Description of the task: Please retype all of these lines exactly, keeping every character unchanged.

[start Dataset]

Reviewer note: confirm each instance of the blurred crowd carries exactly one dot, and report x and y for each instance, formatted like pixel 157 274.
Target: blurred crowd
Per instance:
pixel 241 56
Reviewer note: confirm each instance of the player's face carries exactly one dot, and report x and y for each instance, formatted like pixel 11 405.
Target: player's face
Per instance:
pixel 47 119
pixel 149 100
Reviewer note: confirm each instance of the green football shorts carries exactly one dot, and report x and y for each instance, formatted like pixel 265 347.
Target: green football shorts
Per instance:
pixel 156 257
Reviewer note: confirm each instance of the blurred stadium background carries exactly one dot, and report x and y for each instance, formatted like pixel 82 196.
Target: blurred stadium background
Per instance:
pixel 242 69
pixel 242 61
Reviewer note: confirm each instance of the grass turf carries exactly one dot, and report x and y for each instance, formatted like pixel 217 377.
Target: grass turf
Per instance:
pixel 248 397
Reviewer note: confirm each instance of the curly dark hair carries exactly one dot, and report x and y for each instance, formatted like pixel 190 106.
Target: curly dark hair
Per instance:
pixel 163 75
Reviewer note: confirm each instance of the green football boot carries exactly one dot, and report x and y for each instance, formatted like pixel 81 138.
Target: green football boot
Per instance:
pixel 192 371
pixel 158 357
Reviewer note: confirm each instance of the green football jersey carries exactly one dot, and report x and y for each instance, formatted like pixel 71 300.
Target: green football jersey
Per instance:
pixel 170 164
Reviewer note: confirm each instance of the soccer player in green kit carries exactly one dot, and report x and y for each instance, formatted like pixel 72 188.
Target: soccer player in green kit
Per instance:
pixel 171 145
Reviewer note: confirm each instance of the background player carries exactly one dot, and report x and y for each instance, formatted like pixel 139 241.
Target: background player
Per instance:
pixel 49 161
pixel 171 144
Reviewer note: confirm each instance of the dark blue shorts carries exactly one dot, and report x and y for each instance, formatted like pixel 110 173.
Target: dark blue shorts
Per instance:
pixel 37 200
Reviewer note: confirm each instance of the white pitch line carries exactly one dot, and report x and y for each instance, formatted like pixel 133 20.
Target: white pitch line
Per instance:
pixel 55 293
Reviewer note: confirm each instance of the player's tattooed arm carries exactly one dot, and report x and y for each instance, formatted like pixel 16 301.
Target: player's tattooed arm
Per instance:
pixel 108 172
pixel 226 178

[end Dataset]

Final result:
Reviewer note: confirm each instance of the blurred crowd carries exactly one dot, and report x and y for each instance, formatted like pixel 157 274.
Target: blurred crowd
Per instance:
pixel 241 56
Reviewer note: confirm each instance of the player's face carries exactly one dot, and report x and y for each instance, formatted like pixel 11 405.
Target: player's face
Per instance:
pixel 47 119
pixel 149 100
Reviewer note: confirm each instance of the green football shorts carries exactly one dot, and report x and y for each instance, formatted like pixel 265 347.
Target: green football shorts
Per instance:
pixel 156 257
Reviewer note: confirm each instance of the blurred stadium background carries exactly one dot, and report x and y for each instance, formatted like pixel 82 196.
Target: blurred stadium background
Per instance:
pixel 242 69
pixel 242 61
Reviewer note: confirm each instance of the grass turf carries exactly one dot, and report x and y for each instance, formatted like pixel 217 377.
Target: grass turf
Per instance:
pixel 248 397
Reviewer note: confirm each instance of the curly dark hair carries exactly one dot, and report x and y for each instance, formatted like pixel 190 106.
Target: curly dark hair
Per instance:
pixel 163 75
Reviewer note: confirm each instance of the green football boot carries exactly one dot, and report x and y for each instance, formatted like pixel 81 138.
Target: green football boot
Per instance:
pixel 192 371
pixel 158 357
Reviewer note: confirm each instance of the green football jersey carries exactly one dot, and report x and y for each instance, formatted like pixel 71 300.
Target: green football jersey
Per instance:
pixel 170 164
Reviewer note: confirm each instance of the soccer player in green kit carries exactly one dot, and report x and y for each instance, formatted like pixel 72 188.
Target: soccer player in green kit
Per instance:
pixel 171 145
Reviewer note: confirm each instance of the background player carries exactly one dot, and report x and y for each instance, formatted like pixel 139 241.
Target: background player
Per instance:
pixel 49 161
pixel 171 144
Reviewer note: confirm each instance of the dark blue shorts carries exactly one dot, and report x and y for each instance, formatted like pixel 110 173.
Target: dark blue shorts
Per instance:
pixel 37 200
Reviewer note: confirm each instance of the white pitch line carries exactly one dot, and report x and y for each instance, formatted like pixel 133 20.
Target: white pitch line
Per instance:
pixel 55 293
Reviewer note: confirm each instance of the player's tattooed arm carries exactly one dot, and report x and y for each instance, formatted like pixel 16 301.
Target: player's tattooed arm
Per instance:
pixel 108 172
pixel 226 178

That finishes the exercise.